- TASK INSTRUCTIONS:
(1) Answer these questions about the ISIMM article:
(a) In what year and in what place was ISIMM founded?
(b) Who organized the meeting in Lecce?
(c) Since 2022, at a court in which city has ISIMM been registered?
(2) Reproduce the ISIMM article starting with "- W. Fiszdon" and going on through "C. Trimarco (1996-2000)", switching "G. Capriz" to "G. Fichera" wherever it appears.

- EXCERPTED TEXT:
** Start **

International Society for the Interaction of Mechanics and Mathematics (ISIMM)
- Formation: 1977
- President: Björn Kiefer
- Website: http://isimm.net/

= International Society for the Interaction of Mechanics and Mathematics =

The International Society for the Interaction of Mechanics and Mathematics (ISIMM) is an association of professional mathematicians and mechanicians dedicated to promoting the beneficial influence of each of these disciplines on the other. ISIMM organizes regular meetings and launches publications both as proceedings and as separate textbooks or monographs. Membership is subject to a recommendation by three members of ISIMM.

==History and concept in brief==
ISIMM was founded in 1977 in Kozubnik in Southern Poland. Historically, there had been a planning period before that time which had culminated in a meeting in Lecce, Apulia, Italy two years earlier. That meeting was organized by Gaetano Fichera along with some of his colleagues from Rome and with Polish colleagues. At that time the Cold War was still on for scientists from different sides of the Iron Curtain it was not altogether easy to meet; Russian scientists, in particular, found it difficult to obtain a passport for going to a western country; but less so, if they were invited by a scientific society. Hence the idea of ISIMM came naturally, a society with an impressive constitution and with the backing of a truly international group of scientists from all over the world, even though the European element was predominant.

In its early years, the Society represented a European counterpart of The Society for Natural Philosophy founded in 1963 by Clifford Truesdell. ISIMM is presently a member of IUTAM (International Union of Theoretical and Applied Mechanics). According to its constitution, the Society seeks also cooperation with other existing international organizations such as IMU (International Mathematical Union), the SIAM (Society for Industrial and Applied Mathematics), or the ICIAM (International Council for Industrial and Applied Mathematics) which includes also some other learned societies as GAMM (Gesellschaft fur Angewandte Mathematik und Mechanik), IMA (Institute of Mathematics and its Applications), or SMAI (Société de Mathématiques Appliquées et Industrielles).

Since 2022, ISIMM is legally a non-profit organization anchored under German law as "e.V" (i.e. ‘eingetragener Verein’) registered at a responsible court in Wurzburg.

==Representatives==

Over the years the officers of the Society – president, vice president, secretary – were:

- W. Nowacki / Th. Brooke Benjamin / H. Zorski (1978-1982)
- W. Fiszdon / G. Capriz / C. Dafermos (1983-1986)
- E. Kröner / G.I. Barenblatt / W. Wendland (1987-1991)
- R.J. Knops / E. Kröner / Parker (1992-1995)
- G. Capriz / R.J. Knops / C. Trimarco (1996-2000)

** End **

[Location labeling rows]
** Start **

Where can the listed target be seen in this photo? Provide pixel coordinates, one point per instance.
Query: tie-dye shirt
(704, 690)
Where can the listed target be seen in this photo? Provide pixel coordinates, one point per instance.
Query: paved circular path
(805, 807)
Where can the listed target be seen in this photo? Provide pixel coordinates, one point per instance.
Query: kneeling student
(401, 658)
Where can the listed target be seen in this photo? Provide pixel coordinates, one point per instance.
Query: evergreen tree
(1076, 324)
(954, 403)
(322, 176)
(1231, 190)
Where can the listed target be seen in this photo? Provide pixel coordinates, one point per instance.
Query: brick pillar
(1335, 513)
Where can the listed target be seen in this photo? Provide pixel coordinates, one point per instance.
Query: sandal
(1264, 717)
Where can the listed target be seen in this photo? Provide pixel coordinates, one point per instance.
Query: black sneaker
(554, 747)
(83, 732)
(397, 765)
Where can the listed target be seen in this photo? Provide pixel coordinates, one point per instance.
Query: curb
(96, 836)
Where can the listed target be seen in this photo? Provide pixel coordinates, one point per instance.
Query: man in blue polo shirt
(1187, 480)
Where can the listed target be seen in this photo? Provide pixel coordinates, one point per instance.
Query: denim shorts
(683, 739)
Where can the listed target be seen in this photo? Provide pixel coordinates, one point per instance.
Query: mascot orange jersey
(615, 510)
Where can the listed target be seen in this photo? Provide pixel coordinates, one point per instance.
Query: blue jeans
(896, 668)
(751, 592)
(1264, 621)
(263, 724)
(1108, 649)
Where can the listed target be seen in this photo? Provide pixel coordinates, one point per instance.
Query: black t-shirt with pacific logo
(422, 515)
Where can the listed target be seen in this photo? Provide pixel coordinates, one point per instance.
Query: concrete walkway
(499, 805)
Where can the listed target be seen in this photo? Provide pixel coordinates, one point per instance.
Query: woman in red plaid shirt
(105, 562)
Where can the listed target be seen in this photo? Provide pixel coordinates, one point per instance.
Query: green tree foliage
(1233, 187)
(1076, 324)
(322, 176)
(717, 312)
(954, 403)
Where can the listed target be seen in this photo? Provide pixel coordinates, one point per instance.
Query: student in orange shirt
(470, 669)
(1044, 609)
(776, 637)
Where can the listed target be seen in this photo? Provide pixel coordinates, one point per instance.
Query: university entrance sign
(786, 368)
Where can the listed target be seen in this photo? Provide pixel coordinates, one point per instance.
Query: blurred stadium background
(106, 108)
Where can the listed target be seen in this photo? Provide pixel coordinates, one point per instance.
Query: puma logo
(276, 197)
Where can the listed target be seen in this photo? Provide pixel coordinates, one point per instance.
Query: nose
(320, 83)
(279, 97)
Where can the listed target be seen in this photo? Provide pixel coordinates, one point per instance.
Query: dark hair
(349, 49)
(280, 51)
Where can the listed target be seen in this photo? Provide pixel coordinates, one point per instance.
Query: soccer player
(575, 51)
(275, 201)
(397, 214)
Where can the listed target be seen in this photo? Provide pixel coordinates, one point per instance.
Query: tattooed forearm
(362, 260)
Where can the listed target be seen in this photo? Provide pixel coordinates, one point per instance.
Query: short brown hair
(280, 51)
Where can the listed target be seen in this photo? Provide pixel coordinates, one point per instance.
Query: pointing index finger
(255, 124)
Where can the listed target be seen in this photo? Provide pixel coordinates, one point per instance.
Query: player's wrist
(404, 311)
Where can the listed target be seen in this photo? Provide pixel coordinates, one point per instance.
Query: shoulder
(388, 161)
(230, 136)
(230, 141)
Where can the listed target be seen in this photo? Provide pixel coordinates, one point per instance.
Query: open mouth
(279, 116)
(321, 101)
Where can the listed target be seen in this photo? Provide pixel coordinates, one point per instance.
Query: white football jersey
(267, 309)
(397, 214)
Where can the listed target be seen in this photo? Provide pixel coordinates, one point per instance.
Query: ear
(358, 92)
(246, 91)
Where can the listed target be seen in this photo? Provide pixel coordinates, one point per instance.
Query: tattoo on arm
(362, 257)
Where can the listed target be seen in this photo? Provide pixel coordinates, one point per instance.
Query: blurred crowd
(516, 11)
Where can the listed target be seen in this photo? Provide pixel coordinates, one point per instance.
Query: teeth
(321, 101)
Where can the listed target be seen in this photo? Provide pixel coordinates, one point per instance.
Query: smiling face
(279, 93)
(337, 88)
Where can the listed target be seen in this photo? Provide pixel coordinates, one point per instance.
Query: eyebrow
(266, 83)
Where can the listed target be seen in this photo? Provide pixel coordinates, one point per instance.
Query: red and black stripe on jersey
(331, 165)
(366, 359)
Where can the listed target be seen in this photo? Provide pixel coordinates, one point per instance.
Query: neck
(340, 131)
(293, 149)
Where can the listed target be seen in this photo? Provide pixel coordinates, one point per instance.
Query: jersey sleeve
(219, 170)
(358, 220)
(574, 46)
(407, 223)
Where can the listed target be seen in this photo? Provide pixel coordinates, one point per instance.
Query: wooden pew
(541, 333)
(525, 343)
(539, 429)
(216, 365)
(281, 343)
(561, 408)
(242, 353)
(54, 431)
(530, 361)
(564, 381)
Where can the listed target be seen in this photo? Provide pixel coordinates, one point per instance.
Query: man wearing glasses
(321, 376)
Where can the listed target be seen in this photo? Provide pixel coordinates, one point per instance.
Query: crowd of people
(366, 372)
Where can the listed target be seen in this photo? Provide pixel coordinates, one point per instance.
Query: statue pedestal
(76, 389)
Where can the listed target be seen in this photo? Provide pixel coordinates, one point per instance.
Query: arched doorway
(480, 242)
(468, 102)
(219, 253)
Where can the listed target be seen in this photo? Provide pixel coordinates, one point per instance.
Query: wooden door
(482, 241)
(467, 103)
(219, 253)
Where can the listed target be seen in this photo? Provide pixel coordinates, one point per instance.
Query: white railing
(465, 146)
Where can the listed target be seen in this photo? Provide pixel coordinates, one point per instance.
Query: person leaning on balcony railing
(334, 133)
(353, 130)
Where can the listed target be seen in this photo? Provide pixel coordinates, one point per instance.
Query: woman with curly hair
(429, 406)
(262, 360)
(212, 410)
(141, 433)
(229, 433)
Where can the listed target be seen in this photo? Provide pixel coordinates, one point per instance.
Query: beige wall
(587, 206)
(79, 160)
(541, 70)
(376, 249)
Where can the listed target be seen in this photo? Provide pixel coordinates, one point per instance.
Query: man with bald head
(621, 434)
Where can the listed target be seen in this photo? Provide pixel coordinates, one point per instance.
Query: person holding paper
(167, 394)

** End **

- OUTPUTS FOR THE TASKS:
(1)
(a) 1977, in Kozubnik in Southern Poland.
(b) Gaetano Fichera, along with some of his colleagues from Rome and with Polish colleagues.
(c) Wurzburg.

(2)
- W. Fiszdon / G. Fichera / C. Dafermos (1983-1986)
- E. Kröner / G.I. Barenblatt / W. Wendland (1987-1991)
- R.J. Knops / E. Kröner / Parker (1992-1995)
- G. Fichera / R.J. Knops / C. Trimarco (1996-2000)